## [本文]
「汝ら裁くな」

[本日の聖書講義は録音の操作の誤りにより、音声を掲載できません。申し訳ありません。原稿は以下の通りです]。

「汝ら裁くな」

                                             日曜聖書講義2020年10月18日

1テクスト

「汝ら裁くな、裁かれないためである。というのも、そこにおいて汝らが裁くその裁きにおいて汝らは裁かれるであろう、そしてそこにおいて汝らが測るその測りにおいて汝らに測り与えられるであろうからである。何故汝は汝のきょうだいの目にある塵を見るのか、しかし汝の目にある丸太に気づかないのか。或いはどうして汝は汝のきょうだいに言うのか、汝の目から塵を取らせてください、と、見よ、汝の目の中に丸太がある。偽善者よ、まず汝の目から丸太を取り出せ、そうすれば汝のきょうだいの目から塵を取りだすべくはっきりと見えるであろう」(Mat.7:1-6)。

2 知性と人格の混乱 ―否定的なパトスが示すもの―

山上の説教もついに七章に到達した。七章はわたしにとってとりわけ忘れられない思い出の章である。これまでの箇所と何度も行きつ戻りつしながら、学んでいきたい。「裁くな」である。ひとを裁くとき、イエスはものごとを明晰に見る知性と心の平静、平安を失い自分は正しいという思い込みの中にあり高ぶっていると言う。

 突然否定的なパトスに襲われることがある。怒りや憎しみや欲情など、心をかき乱すものに襲われることがある。アリストテレスなら、身体の受動的反応であるパトスについて、「パトス(感受態)はへクシス(態勢)のセーメイオン(徴)である」として、どのようなパトスが沸き起こるかによりその各人のそれまで培った心の実力、習慣としての態勢(ヘクシス)がどのようなものであるかが分かると言うであろう。パトスはその実力を示す徴・サインであると言う(Ar.Nic.Eth.II3)。

 ひとは他人が気になり、否定的なパトスを持つことがある。そこに伴うのが裁くという相手の人格についての否定的な判断である。自分の目の中に丸太がはいっており、よく世界が見えていない状況が設定されている。ものごとを正しく見えていない状況での相手の人格に否定的なことを発言することは、自らはそうではなく正しいという暗黙の前提のもとにあり、高ぶりや、偏り、偽りという人格的な混乱を含んでいる。そのような対話はよく見られることであるが、テクストにはこうある。「どうして汝は汝のきょうだいに言うのか、汝の目から塵を取らせてください、と」。このように自己反省もなしに高ぶりの故に他者が気になりつつ、むかつきつつ相手に失礼を働き、相手を変えようとする言葉が発せられるとき、少なくとも相手を愛していないことは確かである。

## [作業指示]
上の本文のうち、「山上の説教もついに七章に到達」から「と言う(Ar.Nic.Eth.II3)。」までの部分をすべて、一字も変えずに書き出せ。

## [データ抜粋]
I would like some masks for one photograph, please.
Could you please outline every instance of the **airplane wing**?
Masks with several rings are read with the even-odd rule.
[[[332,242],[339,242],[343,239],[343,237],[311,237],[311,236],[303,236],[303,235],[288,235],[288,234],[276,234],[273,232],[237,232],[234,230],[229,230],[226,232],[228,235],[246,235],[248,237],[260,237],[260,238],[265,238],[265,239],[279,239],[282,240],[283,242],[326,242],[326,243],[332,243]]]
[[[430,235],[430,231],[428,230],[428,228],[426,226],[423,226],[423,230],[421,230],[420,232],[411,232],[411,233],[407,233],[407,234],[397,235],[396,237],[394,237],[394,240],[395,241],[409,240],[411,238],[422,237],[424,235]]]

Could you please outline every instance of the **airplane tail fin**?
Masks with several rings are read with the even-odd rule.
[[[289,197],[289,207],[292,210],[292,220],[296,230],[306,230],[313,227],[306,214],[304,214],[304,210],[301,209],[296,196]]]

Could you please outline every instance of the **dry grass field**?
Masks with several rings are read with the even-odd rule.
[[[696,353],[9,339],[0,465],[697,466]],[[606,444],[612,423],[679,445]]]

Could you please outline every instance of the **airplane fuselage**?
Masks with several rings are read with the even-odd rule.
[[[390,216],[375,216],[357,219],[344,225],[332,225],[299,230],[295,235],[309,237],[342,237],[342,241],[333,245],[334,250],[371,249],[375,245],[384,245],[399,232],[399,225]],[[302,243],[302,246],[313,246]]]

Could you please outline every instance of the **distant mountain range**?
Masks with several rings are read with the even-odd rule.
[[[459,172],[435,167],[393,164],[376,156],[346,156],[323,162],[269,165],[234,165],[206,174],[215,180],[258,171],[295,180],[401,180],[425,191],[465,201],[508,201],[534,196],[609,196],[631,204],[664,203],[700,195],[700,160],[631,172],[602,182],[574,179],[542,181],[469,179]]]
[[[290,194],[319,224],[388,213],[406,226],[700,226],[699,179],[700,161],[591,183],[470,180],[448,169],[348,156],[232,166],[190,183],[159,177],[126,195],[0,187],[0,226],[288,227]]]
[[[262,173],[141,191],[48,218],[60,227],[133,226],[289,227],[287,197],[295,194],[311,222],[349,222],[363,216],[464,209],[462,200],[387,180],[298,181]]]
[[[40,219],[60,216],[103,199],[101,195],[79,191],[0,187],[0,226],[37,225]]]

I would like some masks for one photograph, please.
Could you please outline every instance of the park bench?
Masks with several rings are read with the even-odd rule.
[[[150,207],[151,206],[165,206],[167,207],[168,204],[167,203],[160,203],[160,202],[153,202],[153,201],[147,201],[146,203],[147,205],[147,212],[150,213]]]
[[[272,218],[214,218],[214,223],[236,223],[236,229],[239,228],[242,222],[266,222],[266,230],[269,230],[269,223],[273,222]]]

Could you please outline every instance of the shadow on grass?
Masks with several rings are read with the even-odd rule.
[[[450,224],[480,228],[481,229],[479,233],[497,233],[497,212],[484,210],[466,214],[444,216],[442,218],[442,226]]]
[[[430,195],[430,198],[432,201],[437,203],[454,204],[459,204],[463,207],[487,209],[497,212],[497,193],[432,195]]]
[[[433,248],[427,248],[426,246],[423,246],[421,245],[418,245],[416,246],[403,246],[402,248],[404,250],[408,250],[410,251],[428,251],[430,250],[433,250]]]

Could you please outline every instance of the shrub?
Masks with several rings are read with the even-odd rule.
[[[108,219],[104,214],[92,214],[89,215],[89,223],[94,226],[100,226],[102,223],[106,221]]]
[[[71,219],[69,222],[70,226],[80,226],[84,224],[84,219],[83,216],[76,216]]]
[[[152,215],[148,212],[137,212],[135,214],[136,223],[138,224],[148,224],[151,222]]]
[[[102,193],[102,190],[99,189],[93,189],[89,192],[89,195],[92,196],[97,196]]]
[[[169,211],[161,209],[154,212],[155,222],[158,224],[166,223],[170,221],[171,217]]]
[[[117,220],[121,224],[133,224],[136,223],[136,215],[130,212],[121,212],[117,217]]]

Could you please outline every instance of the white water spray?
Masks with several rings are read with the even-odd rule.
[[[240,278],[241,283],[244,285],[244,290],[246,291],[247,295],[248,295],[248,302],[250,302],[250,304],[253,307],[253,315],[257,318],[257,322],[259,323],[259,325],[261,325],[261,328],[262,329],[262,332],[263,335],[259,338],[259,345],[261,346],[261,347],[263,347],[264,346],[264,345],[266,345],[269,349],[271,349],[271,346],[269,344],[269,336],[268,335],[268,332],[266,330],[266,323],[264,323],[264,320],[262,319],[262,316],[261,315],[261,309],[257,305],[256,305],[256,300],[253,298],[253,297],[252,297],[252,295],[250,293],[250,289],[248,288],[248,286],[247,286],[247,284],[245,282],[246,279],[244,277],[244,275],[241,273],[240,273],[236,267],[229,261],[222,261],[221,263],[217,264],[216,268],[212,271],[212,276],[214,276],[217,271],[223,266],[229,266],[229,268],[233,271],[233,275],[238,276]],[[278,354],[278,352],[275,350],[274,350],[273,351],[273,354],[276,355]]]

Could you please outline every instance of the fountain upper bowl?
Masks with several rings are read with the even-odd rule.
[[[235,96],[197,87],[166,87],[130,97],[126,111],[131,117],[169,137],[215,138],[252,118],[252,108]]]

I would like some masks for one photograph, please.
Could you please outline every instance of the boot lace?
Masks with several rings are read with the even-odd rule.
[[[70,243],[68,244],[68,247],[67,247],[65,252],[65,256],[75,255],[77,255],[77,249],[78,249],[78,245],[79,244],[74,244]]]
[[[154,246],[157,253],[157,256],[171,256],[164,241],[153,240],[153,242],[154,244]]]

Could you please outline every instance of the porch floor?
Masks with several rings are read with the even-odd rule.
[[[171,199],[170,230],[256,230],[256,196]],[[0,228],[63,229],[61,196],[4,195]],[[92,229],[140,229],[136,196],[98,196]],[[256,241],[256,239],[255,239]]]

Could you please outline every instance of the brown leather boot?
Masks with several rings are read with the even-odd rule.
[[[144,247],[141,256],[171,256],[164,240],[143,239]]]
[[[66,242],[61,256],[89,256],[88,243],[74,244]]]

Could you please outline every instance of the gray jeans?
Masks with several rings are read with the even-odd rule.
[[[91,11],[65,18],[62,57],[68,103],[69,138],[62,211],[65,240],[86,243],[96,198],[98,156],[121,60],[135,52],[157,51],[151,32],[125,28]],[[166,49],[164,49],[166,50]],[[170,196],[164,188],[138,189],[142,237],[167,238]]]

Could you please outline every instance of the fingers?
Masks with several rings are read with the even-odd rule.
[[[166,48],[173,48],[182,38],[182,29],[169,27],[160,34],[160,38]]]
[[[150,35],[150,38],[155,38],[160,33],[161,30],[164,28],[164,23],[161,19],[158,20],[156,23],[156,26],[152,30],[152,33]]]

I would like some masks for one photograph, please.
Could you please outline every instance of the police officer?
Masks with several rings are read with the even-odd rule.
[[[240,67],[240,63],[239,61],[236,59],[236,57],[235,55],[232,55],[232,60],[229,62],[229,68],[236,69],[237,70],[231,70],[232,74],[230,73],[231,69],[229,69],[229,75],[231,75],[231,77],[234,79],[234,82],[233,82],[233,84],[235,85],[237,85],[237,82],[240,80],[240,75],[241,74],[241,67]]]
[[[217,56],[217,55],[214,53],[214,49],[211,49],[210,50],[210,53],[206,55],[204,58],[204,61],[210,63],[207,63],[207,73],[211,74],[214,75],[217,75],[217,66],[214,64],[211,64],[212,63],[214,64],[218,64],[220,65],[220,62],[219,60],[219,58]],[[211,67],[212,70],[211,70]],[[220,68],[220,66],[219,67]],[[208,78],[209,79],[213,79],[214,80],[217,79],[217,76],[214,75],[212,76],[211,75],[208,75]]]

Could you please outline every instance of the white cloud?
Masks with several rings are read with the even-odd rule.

## [解答]
山上の説教もついに七章に到達した。七章はわたしにとってとりわけ忘れられない思い出の章である。これまでの箇所と何度も行きつ戻りつしながら、学んでいきたい。「裁くな」である。ひとを裁くとき、イエスはものごとを明晰に見る知性と心の平静、平安を失い自分は正しいという思い込みの中にあり高ぶっていると言う。

 突然否定的なパトスに襲われることがある。怒りや憎しみや欲情など、心をかき乱すものに襲われることがある。アリストテレスなら、身体の受動的反応であるパトスについて、「パトス(感受態)はへクシス(態勢)のセーメイオン(徴)である」として、どのようなパトスが沸き起こるかによりその各人のそれまで培った心の実力、習慣としての態勢(ヘクシス)がどのようなものであるかが分かると言うであろう。パトスはその実力を示す徴・サインであると言う(Ar.Nic.Eth.II3)。